**What needs to be done:**
Answer these from the tribunal ruling on the gross profit addition:
1. What GP rate is given for Assessment year 2014-15?
2. At what rate of turnover did the Assessing Officer estimate gross profit?
3. Which provision did the Assessing Officer not invoke to reject the books of accounts?

**Passage provided:**
** Start **

Income Tax Appellate Tribunal: In an appeal against the order of Commissioner of Income Tax (‘CIT’), the two-member bench of Chandra Mohan Garg*, (Judicial Magistrate) and Pradip Kumar Kedia (Accountant Member) held that the CIT was right in deleting the addition made by the Assessing Officer without any justified reasoning and cogent basis.
The grounds raised by the Revenue were that the CIT erred both in law and on facts of the case in deleting the addition of Rs. 1,72,35,965/- made on account of low Gross Profit rate (‘GP rate’), as the GP rate in year under consideration, i.e., Assessment year 2015-16 was 0.41% as compared to GP rate of 8.59% in Assessment year 2014-15. The CIT deleted the gross profit addition merely on the grounds that books were not rejected, without appreciating the fact that it is a case where there is substantial fall of gross profit in this year in comparison to assessee’s own gross profit in last year and assessee failed to adduce any cogent reason for the same. Further, the CIT deleted the gross profit addition merely on the ground that books of account of assessee were not rejected, without realising that powers of CIT are co-terminus with that of Assessing Officer.
The Tribunal noted that the first appellate authority noted that the Assessing Officer being not satisfied by the submission made by the appellant estimated gross profit at rate of 1% and made addition of Rs. 1,72,35,965/- in the gross profit of jewellery segment, on the ground that the reduction in GP rate in comparison to the immediately preceding assessment year 2014-15 is quite significant and abnormal. The Assessing Officer observed that the other assessee in the similar trade declared GP at rate of 1% of turnover and he made addition in the hands of assessee.
The Tribunal said that it is unable to see any findings of the Assessing Officer regarding raising any doubt on the completeness or correctness of the books of accounts of assessee or pointing out any defects or discrepancies therein. Further, the Assessing Officer has not invoked provisions of Section 145(3) of the Income Tax Act, 1961 to reject books of accounts of assessee. The sole ground taken by the Assessing Officer for enhancing GP rate from 0.41% to 1% of turnover is that there was a significant rise in the turnover of jewellery segment, but the GP rate was reduced abnormally.

** End **

**Information shown:**
** Start **

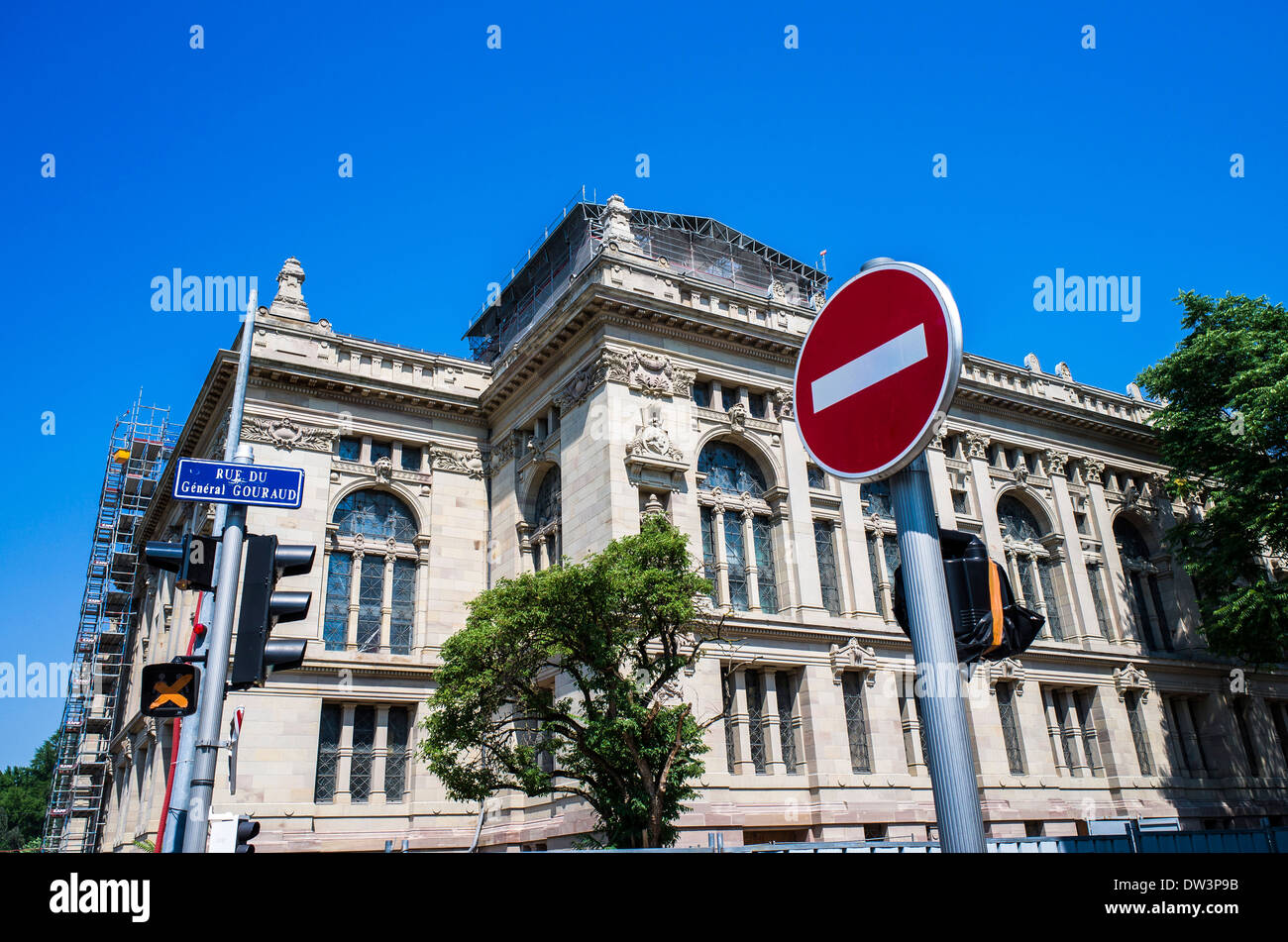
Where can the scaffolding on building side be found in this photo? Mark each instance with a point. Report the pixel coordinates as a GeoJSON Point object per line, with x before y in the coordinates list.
{"type": "Point", "coordinates": [138, 451]}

** End **

**Complete response:**
1. 8.59%
2. 1%
3. Section 145(3) of the Income Tax Act, 1961